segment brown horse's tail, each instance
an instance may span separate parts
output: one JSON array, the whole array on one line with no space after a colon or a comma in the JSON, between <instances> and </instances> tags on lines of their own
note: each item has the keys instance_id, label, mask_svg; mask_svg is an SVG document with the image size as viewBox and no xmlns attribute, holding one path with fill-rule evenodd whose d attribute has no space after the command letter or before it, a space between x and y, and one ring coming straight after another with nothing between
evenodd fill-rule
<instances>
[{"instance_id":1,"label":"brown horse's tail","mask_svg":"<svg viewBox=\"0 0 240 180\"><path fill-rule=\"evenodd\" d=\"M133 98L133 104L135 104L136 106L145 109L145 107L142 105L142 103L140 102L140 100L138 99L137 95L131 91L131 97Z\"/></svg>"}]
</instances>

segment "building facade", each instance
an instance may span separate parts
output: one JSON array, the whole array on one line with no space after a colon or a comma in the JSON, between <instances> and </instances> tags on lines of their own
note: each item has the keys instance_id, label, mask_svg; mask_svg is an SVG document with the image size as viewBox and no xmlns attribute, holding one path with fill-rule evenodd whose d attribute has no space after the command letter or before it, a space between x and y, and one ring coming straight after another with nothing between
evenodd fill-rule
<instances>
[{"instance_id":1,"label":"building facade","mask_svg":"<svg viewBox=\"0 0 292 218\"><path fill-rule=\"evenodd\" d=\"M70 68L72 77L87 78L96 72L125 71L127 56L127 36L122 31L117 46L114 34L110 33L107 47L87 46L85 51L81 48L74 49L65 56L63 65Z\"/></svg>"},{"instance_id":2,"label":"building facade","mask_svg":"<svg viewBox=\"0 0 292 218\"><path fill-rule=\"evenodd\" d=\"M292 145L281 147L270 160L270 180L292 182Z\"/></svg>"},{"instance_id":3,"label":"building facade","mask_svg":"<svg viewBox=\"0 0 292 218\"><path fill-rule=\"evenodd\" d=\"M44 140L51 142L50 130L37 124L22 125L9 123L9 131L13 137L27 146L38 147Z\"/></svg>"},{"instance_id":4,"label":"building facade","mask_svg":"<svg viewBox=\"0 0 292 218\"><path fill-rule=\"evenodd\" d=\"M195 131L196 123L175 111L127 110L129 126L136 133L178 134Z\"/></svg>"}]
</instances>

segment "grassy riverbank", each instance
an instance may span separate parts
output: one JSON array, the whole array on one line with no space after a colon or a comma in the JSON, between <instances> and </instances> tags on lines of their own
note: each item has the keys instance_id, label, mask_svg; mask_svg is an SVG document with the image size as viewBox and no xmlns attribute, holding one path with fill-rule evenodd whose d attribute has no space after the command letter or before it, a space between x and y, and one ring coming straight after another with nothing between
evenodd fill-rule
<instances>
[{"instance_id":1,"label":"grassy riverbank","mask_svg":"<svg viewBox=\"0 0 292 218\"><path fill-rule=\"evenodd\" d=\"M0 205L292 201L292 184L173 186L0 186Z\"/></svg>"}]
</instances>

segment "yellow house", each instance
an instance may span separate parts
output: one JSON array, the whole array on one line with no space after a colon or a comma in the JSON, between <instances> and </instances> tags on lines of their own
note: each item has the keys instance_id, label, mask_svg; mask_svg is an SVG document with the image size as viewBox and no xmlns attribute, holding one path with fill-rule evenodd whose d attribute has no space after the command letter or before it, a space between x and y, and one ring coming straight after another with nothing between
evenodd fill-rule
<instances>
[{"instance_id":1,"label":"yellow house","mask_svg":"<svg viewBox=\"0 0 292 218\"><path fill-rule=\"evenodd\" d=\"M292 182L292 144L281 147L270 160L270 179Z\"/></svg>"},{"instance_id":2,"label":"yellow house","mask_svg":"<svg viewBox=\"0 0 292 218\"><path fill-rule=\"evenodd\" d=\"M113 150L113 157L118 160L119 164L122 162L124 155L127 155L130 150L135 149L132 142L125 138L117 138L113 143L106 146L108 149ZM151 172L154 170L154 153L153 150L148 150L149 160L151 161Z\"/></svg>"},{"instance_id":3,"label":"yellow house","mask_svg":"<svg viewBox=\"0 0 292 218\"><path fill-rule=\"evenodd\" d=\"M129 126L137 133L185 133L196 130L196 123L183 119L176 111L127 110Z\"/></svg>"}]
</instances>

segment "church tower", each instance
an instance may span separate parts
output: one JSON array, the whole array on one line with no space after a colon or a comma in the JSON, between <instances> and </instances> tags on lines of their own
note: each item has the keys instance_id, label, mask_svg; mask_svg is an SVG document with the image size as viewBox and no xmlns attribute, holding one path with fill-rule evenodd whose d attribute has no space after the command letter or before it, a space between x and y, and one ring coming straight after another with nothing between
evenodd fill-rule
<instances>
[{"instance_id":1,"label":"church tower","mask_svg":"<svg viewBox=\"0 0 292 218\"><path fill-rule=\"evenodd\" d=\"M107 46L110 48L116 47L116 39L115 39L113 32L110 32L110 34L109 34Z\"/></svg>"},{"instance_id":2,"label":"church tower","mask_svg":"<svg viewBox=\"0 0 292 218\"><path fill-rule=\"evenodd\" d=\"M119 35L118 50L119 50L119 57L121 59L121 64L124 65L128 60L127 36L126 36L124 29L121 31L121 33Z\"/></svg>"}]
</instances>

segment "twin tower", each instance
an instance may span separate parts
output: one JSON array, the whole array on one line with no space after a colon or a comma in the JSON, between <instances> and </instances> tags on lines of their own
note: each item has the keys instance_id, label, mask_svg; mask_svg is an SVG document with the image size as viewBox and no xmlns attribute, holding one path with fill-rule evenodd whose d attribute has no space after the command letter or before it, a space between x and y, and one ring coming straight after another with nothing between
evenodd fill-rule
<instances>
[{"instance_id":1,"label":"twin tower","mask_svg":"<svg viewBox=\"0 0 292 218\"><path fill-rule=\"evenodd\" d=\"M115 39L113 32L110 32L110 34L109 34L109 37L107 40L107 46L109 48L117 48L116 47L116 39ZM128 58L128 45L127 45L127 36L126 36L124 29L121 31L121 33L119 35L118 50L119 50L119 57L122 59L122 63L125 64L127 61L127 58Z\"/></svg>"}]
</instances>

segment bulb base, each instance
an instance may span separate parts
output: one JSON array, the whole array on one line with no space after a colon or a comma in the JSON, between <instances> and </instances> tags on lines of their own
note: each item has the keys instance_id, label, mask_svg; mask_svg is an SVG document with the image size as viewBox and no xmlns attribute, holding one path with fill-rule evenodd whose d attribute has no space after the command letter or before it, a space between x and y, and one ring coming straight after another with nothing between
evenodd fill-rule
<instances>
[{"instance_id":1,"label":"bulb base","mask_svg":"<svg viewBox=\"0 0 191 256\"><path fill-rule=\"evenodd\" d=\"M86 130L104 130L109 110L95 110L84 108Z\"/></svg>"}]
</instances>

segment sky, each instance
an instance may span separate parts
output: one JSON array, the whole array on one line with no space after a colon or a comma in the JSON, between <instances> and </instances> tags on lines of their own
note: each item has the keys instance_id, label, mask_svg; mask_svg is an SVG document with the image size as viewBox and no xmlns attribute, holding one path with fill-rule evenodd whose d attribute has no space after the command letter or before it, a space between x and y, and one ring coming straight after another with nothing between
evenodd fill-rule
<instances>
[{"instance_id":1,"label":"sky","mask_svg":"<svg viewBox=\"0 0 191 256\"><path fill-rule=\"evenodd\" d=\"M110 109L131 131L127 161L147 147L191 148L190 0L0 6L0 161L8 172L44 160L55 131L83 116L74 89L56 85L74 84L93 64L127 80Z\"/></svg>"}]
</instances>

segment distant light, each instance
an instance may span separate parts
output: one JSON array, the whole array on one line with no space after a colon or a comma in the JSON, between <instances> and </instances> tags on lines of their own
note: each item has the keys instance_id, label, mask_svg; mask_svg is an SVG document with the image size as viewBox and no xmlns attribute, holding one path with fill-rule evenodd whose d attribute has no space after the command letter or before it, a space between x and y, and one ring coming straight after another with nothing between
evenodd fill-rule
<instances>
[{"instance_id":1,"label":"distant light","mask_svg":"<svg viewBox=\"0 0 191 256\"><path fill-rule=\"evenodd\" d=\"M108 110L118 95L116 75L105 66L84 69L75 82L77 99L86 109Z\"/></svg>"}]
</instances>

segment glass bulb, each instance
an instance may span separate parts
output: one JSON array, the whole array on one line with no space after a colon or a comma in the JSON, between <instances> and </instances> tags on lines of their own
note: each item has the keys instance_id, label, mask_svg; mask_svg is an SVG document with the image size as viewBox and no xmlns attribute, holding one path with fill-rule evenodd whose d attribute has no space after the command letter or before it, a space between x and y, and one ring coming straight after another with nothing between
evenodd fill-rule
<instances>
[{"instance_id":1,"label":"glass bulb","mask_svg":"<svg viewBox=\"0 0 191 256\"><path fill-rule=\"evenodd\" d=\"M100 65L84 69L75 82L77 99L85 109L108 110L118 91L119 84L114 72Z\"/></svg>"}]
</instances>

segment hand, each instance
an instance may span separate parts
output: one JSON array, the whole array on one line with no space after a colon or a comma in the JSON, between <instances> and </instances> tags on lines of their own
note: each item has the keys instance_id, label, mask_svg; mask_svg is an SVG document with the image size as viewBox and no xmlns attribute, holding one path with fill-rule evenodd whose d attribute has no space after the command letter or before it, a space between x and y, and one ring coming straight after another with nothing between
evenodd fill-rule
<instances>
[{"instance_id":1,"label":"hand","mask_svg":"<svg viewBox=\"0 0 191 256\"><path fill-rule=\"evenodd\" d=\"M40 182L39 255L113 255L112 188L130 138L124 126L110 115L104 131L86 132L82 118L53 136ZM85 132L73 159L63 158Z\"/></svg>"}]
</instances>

━━━━━━━━━━━━━━━━━━━━

What to work on.
Give the lines from the one containing "segment hand, each instance" through the end of the lines, both included, as a numbered list, leaving out any blank lines.

In response.
1. segment hand, each instance
2. an instance may span separate parts
3. output: one JSON array, the whole array on one line with no space after a colon or a comma in the JSON, between <instances> and </instances> tags on lines of their own
4. note: each item has the keys instance_id, label, mask_svg; mask_svg is an SVG document with the image size as viewBox and no xmlns attribute, holding one path with fill-rule evenodd whose d attribute has no space after the command letter or before it, a space between x and y, and one ring coming straight after another with nothing between
5. evenodd fill-rule
6. <instances>
7. [{"instance_id":1,"label":"hand","mask_svg":"<svg viewBox=\"0 0 191 256\"><path fill-rule=\"evenodd\" d=\"M40 182L39 255L113 255L112 188L130 138L124 126L110 115L104 131L86 132L82 118L53 136ZM85 132L73 159L63 158Z\"/></svg>"}]
8. </instances>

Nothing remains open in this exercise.